Представьте себе драгоценную цепь, в которой три золотых кольца

чередуются с четвертым простым, оловянным, а следующих два золотых кольца

связаны веревкой.

 

На что нужна такая цепь? Кому нужна и такая изорванная линия общения?

Такое постоянное обрывание линии жизни роли является ее перманентным

уродованием или убийством.

 

Между тем, если в жизни правильный, сплошной процесс общения необходим,

то на сцене такая необходимость удесятеряется. Это происходит благодаря

природе театра и его искусства, которое сплошь основано на общении

действующих лиц между собой и каждого с самим собою. В самом деле:

представьте себе, что автор пьесы вздумает показывать зрителям своих героев

спящими или в обморочном состоянии, то есть в те моменты, когда душевная

жизнь действующих лиц никак не проявляется.

▶ [Ваши задания]:
1. Чем, согласно отрывку об общении на сцене, является постоянное обрывание линии жизни роли?
2. Процитируйте отрывок об общении на сцене от «природе театра и» до «никак не проявляется.».
3. Продолжите отрывок об общении на сцене с того места, на котором он заканчивается.
Записи здесь не понадобятся.

▶ [Фрагмент данных]:
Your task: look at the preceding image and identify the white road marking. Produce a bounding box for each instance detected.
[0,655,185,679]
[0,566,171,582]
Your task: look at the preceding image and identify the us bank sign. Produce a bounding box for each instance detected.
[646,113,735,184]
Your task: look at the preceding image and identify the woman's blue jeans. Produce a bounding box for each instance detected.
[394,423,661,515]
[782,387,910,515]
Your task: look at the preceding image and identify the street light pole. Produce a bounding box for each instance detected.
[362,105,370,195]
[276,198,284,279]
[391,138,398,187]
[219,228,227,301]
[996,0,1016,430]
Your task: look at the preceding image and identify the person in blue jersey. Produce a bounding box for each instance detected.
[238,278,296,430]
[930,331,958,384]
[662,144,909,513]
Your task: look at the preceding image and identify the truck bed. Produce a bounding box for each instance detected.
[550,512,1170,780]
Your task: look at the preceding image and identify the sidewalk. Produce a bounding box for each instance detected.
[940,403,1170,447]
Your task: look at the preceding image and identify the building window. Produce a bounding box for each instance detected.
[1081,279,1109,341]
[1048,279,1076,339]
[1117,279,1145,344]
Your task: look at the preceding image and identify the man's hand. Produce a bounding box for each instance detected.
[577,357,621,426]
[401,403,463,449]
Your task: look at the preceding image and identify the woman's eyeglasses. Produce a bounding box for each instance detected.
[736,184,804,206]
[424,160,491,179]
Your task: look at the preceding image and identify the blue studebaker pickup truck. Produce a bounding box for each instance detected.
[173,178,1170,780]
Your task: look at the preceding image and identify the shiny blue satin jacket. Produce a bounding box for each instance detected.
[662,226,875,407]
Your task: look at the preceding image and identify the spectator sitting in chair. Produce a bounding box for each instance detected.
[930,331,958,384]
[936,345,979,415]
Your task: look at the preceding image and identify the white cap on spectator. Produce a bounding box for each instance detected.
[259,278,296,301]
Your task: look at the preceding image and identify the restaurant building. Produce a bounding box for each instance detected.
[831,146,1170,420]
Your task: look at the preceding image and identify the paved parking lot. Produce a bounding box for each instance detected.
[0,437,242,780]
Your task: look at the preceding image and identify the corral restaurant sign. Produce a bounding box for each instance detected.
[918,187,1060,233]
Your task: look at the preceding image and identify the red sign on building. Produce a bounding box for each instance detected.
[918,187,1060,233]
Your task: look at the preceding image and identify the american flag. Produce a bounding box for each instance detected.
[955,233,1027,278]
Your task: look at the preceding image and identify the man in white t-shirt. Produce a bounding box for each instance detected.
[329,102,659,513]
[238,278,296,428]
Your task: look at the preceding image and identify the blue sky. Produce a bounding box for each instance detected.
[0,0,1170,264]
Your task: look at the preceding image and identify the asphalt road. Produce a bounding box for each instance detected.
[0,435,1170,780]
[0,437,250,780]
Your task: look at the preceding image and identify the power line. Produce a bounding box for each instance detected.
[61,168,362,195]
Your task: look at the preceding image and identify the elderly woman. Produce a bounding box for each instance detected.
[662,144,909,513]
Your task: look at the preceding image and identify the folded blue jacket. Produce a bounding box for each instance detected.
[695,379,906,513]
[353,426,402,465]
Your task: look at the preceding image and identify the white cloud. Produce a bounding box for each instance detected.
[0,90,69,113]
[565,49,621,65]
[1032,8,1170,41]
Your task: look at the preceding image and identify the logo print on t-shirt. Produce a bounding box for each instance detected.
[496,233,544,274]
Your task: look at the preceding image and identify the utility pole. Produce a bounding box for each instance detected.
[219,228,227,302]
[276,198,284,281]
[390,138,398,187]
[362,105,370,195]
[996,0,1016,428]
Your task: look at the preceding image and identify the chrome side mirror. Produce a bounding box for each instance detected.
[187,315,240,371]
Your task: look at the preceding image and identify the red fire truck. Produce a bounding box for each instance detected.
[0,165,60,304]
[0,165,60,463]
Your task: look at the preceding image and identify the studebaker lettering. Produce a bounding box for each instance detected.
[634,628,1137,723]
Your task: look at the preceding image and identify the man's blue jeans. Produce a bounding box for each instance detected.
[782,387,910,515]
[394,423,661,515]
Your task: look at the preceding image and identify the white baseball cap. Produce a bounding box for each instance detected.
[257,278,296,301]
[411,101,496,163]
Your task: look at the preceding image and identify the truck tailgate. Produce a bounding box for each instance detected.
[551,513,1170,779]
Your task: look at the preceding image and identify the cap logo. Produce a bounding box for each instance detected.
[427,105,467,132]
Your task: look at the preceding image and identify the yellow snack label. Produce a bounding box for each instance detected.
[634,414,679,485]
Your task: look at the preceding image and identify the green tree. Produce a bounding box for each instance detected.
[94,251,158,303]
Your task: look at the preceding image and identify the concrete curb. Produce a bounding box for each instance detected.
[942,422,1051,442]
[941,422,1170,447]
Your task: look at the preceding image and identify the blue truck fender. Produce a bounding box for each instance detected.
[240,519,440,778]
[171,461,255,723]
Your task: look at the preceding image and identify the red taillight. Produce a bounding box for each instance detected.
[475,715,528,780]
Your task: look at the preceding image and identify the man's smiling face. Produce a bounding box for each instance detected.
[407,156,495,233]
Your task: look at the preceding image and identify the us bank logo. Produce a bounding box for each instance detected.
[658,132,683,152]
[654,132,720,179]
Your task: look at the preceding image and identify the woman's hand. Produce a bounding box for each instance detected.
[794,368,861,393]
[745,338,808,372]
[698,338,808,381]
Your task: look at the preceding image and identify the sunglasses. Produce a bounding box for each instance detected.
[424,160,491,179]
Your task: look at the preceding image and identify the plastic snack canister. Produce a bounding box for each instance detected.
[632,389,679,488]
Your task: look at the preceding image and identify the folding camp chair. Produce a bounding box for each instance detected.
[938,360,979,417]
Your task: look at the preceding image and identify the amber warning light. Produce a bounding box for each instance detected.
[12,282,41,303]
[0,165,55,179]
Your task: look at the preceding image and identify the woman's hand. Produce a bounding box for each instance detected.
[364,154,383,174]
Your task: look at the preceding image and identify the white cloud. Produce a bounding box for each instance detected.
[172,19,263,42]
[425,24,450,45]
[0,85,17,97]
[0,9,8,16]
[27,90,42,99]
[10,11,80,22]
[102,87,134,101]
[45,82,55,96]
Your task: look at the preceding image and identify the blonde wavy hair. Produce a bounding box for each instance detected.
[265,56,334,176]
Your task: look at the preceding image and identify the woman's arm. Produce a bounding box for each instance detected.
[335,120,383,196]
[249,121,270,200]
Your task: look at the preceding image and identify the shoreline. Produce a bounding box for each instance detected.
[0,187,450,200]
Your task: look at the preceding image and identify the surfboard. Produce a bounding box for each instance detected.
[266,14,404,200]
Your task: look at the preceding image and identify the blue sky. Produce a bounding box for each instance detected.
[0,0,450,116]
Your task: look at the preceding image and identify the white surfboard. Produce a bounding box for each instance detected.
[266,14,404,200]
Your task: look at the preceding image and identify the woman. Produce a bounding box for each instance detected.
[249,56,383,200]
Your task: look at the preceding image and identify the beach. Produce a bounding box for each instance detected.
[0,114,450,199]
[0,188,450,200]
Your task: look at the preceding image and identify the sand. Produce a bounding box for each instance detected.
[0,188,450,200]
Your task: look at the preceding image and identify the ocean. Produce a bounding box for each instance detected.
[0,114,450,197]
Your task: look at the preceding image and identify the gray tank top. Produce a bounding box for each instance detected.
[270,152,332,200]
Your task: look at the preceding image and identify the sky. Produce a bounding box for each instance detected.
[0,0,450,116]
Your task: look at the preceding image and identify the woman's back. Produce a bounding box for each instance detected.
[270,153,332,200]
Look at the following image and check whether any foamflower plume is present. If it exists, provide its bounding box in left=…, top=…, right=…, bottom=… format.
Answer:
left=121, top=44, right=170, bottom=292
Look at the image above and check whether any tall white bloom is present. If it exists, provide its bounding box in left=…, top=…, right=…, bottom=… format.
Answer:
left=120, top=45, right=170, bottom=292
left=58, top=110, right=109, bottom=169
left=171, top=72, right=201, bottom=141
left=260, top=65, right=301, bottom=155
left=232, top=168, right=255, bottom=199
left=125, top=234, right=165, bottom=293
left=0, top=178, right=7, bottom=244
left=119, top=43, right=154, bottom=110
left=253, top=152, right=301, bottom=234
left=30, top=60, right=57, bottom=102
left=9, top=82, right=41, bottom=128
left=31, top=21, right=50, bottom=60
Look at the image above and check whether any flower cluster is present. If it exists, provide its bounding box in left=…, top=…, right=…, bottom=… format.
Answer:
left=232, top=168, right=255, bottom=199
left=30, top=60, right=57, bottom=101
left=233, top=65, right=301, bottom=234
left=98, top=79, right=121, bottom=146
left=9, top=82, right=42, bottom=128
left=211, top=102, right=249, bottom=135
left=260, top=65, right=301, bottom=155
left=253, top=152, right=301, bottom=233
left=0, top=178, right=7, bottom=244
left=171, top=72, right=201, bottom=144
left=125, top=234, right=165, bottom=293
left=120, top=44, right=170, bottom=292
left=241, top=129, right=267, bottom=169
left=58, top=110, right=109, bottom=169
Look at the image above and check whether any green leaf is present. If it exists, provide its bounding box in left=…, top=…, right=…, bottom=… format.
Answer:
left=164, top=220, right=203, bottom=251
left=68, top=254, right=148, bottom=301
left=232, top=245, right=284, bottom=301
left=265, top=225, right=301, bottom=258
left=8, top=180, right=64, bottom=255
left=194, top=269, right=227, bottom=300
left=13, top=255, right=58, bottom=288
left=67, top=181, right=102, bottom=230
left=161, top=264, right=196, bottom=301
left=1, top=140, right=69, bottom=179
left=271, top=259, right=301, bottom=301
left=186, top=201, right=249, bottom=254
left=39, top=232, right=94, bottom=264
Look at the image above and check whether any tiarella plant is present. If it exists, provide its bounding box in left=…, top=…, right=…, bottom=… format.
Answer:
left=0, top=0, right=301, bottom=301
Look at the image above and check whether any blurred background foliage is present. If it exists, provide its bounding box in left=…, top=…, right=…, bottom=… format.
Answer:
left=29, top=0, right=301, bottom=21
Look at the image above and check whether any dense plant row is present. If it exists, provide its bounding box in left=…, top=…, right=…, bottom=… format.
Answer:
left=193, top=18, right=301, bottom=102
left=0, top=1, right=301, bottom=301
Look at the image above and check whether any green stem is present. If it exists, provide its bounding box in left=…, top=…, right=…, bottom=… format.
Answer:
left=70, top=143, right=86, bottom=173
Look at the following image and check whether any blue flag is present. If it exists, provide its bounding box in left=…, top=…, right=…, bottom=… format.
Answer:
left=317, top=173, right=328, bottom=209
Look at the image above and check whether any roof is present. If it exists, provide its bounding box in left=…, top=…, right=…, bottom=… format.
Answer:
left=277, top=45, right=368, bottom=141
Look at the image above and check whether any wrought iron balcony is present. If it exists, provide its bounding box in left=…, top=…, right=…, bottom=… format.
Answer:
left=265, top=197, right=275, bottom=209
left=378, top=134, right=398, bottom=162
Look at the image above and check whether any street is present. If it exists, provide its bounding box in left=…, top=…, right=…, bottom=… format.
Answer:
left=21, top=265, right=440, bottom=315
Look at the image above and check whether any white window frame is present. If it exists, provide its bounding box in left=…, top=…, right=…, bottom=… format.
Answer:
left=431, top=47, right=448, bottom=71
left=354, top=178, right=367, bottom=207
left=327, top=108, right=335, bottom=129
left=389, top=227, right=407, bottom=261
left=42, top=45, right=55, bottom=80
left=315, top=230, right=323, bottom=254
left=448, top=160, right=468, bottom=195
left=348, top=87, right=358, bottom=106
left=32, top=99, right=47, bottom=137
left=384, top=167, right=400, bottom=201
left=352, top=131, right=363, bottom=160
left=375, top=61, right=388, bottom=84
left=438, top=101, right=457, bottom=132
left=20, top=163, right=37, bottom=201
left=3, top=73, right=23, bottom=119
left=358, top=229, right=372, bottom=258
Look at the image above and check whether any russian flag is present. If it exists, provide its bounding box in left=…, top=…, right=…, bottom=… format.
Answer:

▶ [Результаты]:
1. Ее перманентным уродованием или убийством.

2.
природе театра и его искусства, которое сплошь основано на общении

действующих лиц между собой и каждого с самим собою. В самом деле:

представьте себе, что автор пьесы вздумает показывать зрителям своих героев

спящими или в обморочном состоянии, то есть в те моменты, когда душевная

жизнь действующих лиц никак не проявляется.

3.
 

Или представьте себе, что драматург выведет на сцену двух незнакомых

друг другу лиц, которые не захотят ни представиться друг другу, ни

обменяться между собой чувствами и мыслями, а, напротив, будут скрывать их и

молча сидеть в разных концах сцены.

 

Зрителю нечего будет делать в театре при таких условиях, так как он не

получит того, зачем пришел: он не ощутит чувств и не узнает мыслей

действующих лиц.

 

Совсем другое дело, если они сойдутся на сцене и один из них захочет

передать другому свои чувства или убедить его в своих мыслях, а другой в это

же время будет стараться воспринять чувства и мысли говорящего.

 

Присутствуя при таких процессах отдачи и восприятия чувств и мыслей

двух или нескольких лиц, зритель, подобно случайному свидетелю разговора,

невольно будет вникать в слова, в действия того и другого. Тем самым он

примет молчаливое участие в их общении увидит, узнает и заразится чужими

переживаниями.

 

Из сказанного следует, что смотрящие в театре зрители только тогда

понимают и косвенно участвуют в том, что происходит на сцене, когда там

совершается процесс общения между действующими лицами пьесы.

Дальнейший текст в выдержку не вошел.